▶ **WHAT TO WORK ON**: Collect every line in the records below that contains the string "plush", matching case exactly, and copy each one out in full.
__________
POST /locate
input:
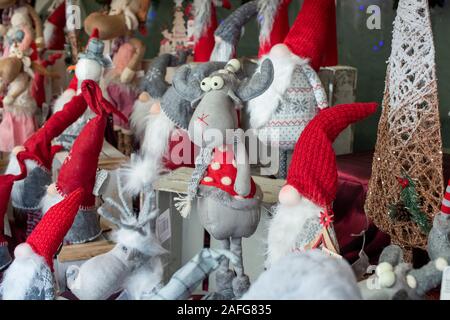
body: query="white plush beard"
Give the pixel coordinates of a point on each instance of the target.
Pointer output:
(14, 168)
(145, 168)
(49, 201)
(285, 226)
(19, 277)
(261, 108)
(223, 52)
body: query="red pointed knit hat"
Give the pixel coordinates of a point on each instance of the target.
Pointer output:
(51, 230)
(313, 170)
(274, 24)
(39, 146)
(204, 42)
(80, 167)
(313, 35)
(445, 206)
(6, 184)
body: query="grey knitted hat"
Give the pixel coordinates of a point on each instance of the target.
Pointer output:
(154, 80)
(178, 109)
(230, 29)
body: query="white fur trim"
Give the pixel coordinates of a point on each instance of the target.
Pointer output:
(147, 167)
(262, 107)
(88, 69)
(14, 168)
(144, 279)
(202, 17)
(383, 267)
(267, 12)
(285, 227)
(19, 276)
(49, 201)
(49, 31)
(64, 98)
(127, 75)
(310, 275)
(148, 244)
(387, 279)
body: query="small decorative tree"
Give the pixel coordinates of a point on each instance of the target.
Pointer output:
(409, 138)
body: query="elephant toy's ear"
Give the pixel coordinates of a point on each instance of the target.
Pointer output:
(258, 83)
(188, 88)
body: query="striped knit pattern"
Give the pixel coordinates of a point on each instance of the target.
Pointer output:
(313, 170)
(51, 230)
(445, 206)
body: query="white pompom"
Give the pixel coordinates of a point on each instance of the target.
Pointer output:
(383, 267)
(23, 250)
(387, 279)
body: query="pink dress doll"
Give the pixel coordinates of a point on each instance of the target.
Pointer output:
(19, 108)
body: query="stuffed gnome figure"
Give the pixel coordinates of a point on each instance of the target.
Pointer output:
(30, 276)
(161, 119)
(205, 23)
(273, 19)
(304, 216)
(37, 156)
(80, 167)
(90, 66)
(296, 94)
(228, 200)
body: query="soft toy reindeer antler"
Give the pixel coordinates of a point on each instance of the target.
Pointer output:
(129, 219)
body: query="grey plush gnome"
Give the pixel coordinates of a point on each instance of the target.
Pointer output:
(228, 200)
(163, 115)
(296, 95)
(151, 127)
(311, 275)
(395, 279)
(228, 33)
(134, 264)
(30, 276)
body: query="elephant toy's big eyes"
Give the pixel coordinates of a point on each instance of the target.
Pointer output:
(205, 85)
(217, 83)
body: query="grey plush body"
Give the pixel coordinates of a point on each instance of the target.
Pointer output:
(216, 99)
(412, 283)
(5, 257)
(85, 228)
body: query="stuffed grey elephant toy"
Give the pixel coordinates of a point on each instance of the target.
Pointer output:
(228, 200)
(395, 279)
(133, 264)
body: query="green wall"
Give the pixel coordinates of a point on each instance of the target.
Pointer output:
(356, 43)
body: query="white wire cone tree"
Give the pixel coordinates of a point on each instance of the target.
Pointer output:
(409, 137)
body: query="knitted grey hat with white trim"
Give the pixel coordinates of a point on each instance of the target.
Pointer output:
(230, 29)
(154, 80)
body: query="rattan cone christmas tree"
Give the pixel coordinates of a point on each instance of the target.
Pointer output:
(409, 138)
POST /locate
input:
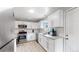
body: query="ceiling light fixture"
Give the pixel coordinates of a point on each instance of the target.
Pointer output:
(31, 11)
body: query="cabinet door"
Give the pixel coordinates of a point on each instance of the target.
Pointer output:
(45, 43)
(51, 45)
(56, 19)
(59, 45)
(39, 38)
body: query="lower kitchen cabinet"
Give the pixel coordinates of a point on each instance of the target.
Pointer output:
(31, 36)
(51, 45)
(59, 45)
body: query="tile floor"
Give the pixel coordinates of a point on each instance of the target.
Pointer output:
(32, 46)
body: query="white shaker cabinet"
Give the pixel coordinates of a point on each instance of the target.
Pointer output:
(56, 19)
(43, 41)
(59, 45)
(51, 45)
(31, 36)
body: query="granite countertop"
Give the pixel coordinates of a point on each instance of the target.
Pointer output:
(51, 37)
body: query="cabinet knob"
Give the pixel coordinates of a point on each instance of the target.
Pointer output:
(66, 38)
(66, 35)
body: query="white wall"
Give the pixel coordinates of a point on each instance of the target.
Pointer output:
(6, 26)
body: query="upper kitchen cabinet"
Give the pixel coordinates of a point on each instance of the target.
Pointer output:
(44, 24)
(30, 25)
(56, 19)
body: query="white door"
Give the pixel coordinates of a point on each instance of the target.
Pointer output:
(72, 31)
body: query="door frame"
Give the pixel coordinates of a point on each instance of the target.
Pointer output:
(65, 32)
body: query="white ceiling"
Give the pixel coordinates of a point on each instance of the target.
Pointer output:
(32, 13)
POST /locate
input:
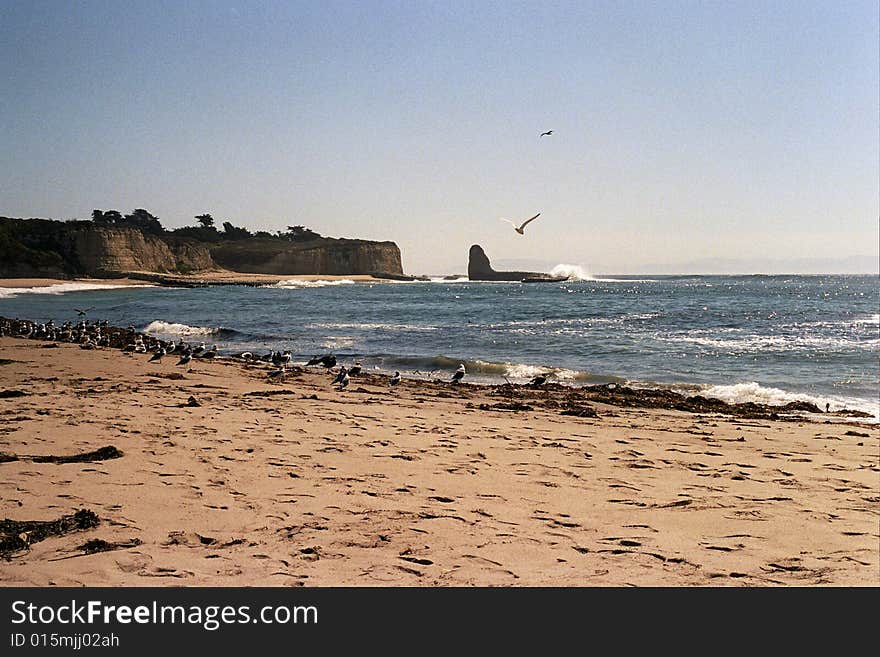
__________
▶ **ANSWER TO THE PROBLEM**:
body: query="white plush beard"
body: query="grey plush gnome"
body: query="grey plush body"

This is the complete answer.